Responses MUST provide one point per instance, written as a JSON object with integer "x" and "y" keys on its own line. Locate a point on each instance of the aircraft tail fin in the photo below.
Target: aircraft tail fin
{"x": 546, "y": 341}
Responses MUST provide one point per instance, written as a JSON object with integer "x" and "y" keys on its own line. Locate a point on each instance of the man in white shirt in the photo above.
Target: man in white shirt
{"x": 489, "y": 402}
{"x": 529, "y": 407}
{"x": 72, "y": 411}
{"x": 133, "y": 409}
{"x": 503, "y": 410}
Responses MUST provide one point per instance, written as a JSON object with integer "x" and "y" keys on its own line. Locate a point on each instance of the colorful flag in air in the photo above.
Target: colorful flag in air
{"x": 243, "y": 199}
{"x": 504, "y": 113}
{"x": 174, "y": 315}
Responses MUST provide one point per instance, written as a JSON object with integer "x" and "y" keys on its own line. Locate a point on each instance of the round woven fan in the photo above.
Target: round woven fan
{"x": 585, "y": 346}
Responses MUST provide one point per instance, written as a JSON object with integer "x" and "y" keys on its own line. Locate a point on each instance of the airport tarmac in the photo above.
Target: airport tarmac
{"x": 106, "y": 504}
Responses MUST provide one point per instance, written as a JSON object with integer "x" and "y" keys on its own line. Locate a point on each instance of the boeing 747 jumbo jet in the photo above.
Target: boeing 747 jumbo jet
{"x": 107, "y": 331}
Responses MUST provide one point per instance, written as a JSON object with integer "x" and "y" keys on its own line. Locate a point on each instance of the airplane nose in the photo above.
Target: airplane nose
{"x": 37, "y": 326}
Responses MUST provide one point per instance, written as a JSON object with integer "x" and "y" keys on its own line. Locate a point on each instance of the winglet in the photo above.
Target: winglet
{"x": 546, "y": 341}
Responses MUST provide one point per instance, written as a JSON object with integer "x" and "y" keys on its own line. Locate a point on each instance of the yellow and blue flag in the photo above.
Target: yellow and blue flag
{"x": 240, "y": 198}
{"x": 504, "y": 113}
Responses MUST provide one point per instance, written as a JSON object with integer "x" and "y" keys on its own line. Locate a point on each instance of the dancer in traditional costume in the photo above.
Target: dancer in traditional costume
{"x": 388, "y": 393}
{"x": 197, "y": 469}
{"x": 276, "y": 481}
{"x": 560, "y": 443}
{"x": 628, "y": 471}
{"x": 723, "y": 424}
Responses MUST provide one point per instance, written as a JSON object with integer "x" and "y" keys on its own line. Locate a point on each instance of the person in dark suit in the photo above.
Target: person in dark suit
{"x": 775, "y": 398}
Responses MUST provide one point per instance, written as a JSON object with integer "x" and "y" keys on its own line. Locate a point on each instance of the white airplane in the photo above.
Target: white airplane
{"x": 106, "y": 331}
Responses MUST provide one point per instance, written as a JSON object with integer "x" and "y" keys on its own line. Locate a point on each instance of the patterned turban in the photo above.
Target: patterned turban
━━━━━━━━━━━━━━━━
TASK BRIEF:
Copy the data word for word from the line that contains "flag in the photo above." through the end of the data, including both of those lines.

RESULT FOR THIS EXERCISE:
Responses MUST provide one point per instance, written as a JSON object with integer "x" and "y" keys on its own line. Locate a point on each instance of the yellow and blue flag in the photo above.
Target: yellow and blue flag
{"x": 240, "y": 198}
{"x": 504, "y": 113}
Responses MUST provide one point per instance, written as a JSON object with integer "x" and "y" keys on its own line. Locate a point on each instance of the dancer in traditional costume in the photo above.
Target: dancer in traditional costume
{"x": 388, "y": 393}
{"x": 197, "y": 469}
{"x": 276, "y": 481}
{"x": 560, "y": 443}
{"x": 628, "y": 471}
{"x": 723, "y": 424}
Responses MUST provide one point per instance, written as a JSON object with integer "x" and "y" keys on its own line. Locate a point on each instance of the person in dark suit in the photo above.
Target: person in dark suit
{"x": 775, "y": 398}
Responses MUST provide one point per instance, written as a JSON object with integer "x" and "y" keys on its own line. Locate a point on each instance of the white airplane in the photo above.
Target: white airplane
{"x": 106, "y": 331}
Responses MUST provide one point per instance, written as a JSON object with integer "x" and "y" keys on its own line. Locate a point on each instance of the patterned turban in the photo above.
Target: patterned turban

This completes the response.